▸ **Assigned task**: Answer with the number of lines in the listing below that contain the word "foliage", and nothing else.
__________________________________________________
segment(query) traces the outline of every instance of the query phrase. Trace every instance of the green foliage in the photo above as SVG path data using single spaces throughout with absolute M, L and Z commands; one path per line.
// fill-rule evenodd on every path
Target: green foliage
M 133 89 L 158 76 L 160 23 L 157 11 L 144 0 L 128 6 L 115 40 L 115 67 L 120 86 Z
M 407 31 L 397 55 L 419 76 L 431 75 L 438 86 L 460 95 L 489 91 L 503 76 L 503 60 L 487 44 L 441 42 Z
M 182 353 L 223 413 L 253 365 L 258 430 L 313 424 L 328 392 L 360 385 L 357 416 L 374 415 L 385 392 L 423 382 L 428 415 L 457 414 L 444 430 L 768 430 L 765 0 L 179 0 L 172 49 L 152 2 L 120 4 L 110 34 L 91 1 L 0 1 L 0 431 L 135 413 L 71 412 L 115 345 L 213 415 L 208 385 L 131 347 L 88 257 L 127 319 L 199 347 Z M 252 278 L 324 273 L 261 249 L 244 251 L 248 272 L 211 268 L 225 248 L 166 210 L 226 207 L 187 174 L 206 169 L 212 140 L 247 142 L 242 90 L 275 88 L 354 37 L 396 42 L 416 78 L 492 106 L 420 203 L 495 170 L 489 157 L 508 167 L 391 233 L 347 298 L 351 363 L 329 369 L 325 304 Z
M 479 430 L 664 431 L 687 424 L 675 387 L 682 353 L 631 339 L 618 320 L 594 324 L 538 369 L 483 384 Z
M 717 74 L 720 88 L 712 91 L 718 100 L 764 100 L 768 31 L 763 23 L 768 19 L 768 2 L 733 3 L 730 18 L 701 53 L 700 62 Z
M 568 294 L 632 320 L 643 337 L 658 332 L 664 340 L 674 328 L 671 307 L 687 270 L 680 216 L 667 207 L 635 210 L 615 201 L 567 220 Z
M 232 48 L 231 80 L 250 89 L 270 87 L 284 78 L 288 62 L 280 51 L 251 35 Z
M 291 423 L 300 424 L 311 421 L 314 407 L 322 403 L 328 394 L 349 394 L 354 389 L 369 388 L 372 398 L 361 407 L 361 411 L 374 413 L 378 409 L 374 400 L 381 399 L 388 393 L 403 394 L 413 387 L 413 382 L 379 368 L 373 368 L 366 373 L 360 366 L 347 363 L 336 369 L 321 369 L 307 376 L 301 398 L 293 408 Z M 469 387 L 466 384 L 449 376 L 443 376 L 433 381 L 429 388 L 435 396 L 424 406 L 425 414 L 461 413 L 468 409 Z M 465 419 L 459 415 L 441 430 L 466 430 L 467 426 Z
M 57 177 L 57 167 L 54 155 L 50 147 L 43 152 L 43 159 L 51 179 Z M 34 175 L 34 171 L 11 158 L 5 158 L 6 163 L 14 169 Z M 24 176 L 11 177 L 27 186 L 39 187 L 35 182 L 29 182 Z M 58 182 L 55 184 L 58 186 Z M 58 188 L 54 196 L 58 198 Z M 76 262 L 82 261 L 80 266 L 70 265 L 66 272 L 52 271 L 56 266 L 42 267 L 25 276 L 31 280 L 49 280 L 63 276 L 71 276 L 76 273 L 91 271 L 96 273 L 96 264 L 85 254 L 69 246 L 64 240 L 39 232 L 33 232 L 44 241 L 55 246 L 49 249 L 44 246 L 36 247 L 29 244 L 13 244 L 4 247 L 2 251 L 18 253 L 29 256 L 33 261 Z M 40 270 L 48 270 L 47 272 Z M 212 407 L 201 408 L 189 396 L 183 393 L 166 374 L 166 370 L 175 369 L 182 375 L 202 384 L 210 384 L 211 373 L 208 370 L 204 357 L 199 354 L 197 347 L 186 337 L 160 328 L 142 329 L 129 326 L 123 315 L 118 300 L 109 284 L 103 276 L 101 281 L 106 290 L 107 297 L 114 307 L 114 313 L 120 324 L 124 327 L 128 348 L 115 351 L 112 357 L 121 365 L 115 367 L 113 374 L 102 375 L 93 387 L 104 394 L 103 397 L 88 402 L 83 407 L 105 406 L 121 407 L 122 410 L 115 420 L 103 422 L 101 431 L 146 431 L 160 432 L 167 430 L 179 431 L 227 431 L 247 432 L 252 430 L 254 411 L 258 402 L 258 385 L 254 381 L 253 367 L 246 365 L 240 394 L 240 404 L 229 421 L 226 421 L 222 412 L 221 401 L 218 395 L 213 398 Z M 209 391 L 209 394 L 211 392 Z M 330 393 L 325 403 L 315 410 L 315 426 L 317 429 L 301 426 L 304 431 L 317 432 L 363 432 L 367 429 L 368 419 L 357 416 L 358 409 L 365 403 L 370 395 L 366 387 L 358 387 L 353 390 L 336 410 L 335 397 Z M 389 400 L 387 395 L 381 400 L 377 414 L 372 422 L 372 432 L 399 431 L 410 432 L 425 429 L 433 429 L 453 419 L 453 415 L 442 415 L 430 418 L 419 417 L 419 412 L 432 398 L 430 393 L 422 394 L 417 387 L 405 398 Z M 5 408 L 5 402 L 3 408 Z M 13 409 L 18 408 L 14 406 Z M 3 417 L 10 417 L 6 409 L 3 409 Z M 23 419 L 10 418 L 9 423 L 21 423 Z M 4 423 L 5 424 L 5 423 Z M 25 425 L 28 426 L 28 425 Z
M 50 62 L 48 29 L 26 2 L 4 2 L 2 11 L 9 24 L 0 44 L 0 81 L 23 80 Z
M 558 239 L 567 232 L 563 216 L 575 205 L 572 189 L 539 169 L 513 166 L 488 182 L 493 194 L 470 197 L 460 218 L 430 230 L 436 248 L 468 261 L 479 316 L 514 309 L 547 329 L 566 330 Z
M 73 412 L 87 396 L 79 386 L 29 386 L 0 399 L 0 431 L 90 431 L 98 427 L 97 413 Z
__________________________________________________
▸ **Response for this exercise**: 2